Begin

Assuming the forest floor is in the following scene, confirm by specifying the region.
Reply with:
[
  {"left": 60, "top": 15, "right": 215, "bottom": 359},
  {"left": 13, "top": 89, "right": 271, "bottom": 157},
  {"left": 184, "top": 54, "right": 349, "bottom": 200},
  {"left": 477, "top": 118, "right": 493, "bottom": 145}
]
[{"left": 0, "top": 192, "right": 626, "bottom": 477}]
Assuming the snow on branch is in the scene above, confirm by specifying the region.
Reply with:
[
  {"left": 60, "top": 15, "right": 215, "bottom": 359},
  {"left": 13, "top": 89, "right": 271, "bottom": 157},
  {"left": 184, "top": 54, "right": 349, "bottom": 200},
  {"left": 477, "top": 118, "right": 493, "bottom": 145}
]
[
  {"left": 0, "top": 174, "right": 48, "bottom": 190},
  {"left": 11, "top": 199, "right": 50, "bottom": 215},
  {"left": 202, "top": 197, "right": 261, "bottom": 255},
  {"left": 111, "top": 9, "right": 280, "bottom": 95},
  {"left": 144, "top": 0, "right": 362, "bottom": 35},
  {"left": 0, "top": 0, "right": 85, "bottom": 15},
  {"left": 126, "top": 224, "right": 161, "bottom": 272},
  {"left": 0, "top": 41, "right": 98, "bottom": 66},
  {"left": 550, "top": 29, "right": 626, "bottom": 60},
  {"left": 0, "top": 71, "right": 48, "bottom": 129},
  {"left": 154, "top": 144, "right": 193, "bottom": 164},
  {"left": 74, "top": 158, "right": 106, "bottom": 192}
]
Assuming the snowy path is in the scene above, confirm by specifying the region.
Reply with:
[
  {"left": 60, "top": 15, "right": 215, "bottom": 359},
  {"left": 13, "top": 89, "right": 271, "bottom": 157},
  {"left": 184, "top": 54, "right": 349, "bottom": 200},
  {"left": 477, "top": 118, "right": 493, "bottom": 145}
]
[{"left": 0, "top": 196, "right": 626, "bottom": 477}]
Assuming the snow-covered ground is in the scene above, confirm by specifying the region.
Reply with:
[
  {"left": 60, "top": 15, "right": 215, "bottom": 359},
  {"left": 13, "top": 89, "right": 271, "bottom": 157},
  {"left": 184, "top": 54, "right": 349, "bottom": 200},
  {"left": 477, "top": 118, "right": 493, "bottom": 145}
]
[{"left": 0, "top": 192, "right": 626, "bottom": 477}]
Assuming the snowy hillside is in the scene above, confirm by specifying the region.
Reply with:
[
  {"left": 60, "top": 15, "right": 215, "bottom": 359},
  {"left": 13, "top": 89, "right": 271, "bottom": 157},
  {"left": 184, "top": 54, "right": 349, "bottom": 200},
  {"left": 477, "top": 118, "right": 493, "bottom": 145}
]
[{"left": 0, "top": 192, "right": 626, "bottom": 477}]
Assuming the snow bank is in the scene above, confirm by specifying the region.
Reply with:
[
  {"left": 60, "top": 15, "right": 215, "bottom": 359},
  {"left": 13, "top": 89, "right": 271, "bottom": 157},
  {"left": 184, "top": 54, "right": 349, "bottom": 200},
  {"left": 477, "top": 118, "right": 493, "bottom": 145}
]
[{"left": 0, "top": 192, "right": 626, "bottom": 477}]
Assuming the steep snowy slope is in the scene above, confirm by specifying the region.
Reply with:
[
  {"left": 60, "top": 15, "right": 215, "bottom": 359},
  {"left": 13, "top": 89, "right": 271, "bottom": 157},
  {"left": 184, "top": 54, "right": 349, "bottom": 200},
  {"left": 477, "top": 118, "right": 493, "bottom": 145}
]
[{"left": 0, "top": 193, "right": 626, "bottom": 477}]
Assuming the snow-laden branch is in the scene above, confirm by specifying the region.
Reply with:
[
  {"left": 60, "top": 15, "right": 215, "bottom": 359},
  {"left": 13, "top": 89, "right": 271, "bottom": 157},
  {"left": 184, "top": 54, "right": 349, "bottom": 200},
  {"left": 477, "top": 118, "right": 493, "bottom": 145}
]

End

— Requirements —
Copy out the listing above, putting "Respond with" in place of "Reply with" every time it appears and keeping everything else the same.

— Answer —
Assuming the forest floor is in the following scene, confirm by specifying the region.
Respond with:
[
  {"left": 60, "top": 15, "right": 215, "bottom": 359},
  {"left": 13, "top": 89, "right": 271, "bottom": 157},
  {"left": 184, "top": 54, "right": 349, "bottom": 200},
  {"left": 477, "top": 118, "right": 493, "bottom": 145}
]
[{"left": 0, "top": 192, "right": 626, "bottom": 477}]
Assuming the snow on branch is in the scene above, confirm by specifying the region.
Respond with:
[
  {"left": 60, "top": 15, "right": 215, "bottom": 359},
  {"left": 13, "top": 89, "right": 271, "bottom": 157},
  {"left": 184, "top": 54, "right": 349, "bottom": 200},
  {"left": 477, "top": 118, "right": 493, "bottom": 145}
]
[
  {"left": 0, "top": 174, "right": 48, "bottom": 190},
  {"left": 11, "top": 199, "right": 50, "bottom": 215},
  {"left": 202, "top": 197, "right": 261, "bottom": 255},
  {"left": 111, "top": 9, "right": 280, "bottom": 95},
  {"left": 144, "top": 0, "right": 362, "bottom": 35},
  {"left": 0, "top": 0, "right": 85, "bottom": 15},
  {"left": 126, "top": 224, "right": 161, "bottom": 272},
  {"left": 0, "top": 41, "right": 98, "bottom": 66},
  {"left": 550, "top": 29, "right": 626, "bottom": 60},
  {"left": 0, "top": 71, "right": 48, "bottom": 129},
  {"left": 154, "top": 144, "right": 193, "bottom": 164},
  {"left": 74, "top": 158, "right": 106, "bottom": 192}
]
Assuming the snowy path is in the scene above, confirm by specifying the region.
Respond with:
[
  {"left": 60, "top": 15, "right": 215, "bottom": 359},
  {"left": 13, "top": 89, "right": 271, "bottom": 157},
  {"left": 184, "top": 54, "right": 349, "bottom": 200},
  {"left": 477, "top": 118, "right": 493, "bottom": 145}
]
[{"left": 0, "top": 196, "right": 626, "bottom": 477}]
Assuming the snow-covered ground is in the scene above, confirm by specifying the region.
Respond with:
[
  {"left": 60, "top": 15, "right": 215, "bottom": 359},
  {"left": 13, "top": 89, "right": 271, "bottom": 157},
  {"left": 184, "top": 54, "right": 349, "bottom": 200},
  {"left": 477, "top": 118, "right": 493, "bottom": 145}
]
[{"left": 0, "top": 192, "right": 626, "bottom": 477}]
Assuming the snowy hillside is in the scene above, confirm by specifying the region.
Respond with:
[
  {"left": 60, "top": 15, "right": 215, "bottom": 359},
  {"left": 13, "top": 89, "right": 271, "bottom": 157},
  {"left": 184, "top": 54, "right": 349, "bottom": 200},
  {"left": 477, "top": 118, "right": 493, "bottom": 145}
]
[{"left": 0, "top": 192, "right": 626, "bottom": 477}]
Assuming the snow bank is in the scene above, confirm by specifying the region.
Respond with:
[
  {"left": 60, "top": 15, "right": 215, "bottom": 359},
  {"left": 13, "top": 89, "right": 271, "bottom": 157},
  {"left": 184, "top": 54, "right": 349, "bottom": 200},
  {"left": 477, "top": 118, "right": 493, "bottom": 145}
]
[{"left": 0, "top": 192, "right": 626, "bottom": 477}]
Assuming the steep snowy slope is in the scene above, confirm by specifying the region.
Respond with:
[
  {"left": 60, "top": 15, "right": 215, "bottom": 359},
  {"left": 13, "top": 89, "right": 271, "bottom": 157},
  {"left": 184, "top": 54, "right": 349, "bottom": 200},
  {"left": 477, "top": 118, "right": 493, "bottom": 145}
]
[{"left": 0, "top": 193, "right": 626, "bottom": 477}]
Assuming the snow-laden branch is in the scene above, confirm by specifying the region.
Respond with:
[
  {"left": 60, "top": 15, "right": 215, "bottom": 359},
  {"left": 13, "top": 89, "right": 271, "bottom": 157},
  {"left": 184, "top": 54, "right": 349, "bottom": 200},
  {"left": 477, "top": 118, "right": 493, "bottom": 145}
]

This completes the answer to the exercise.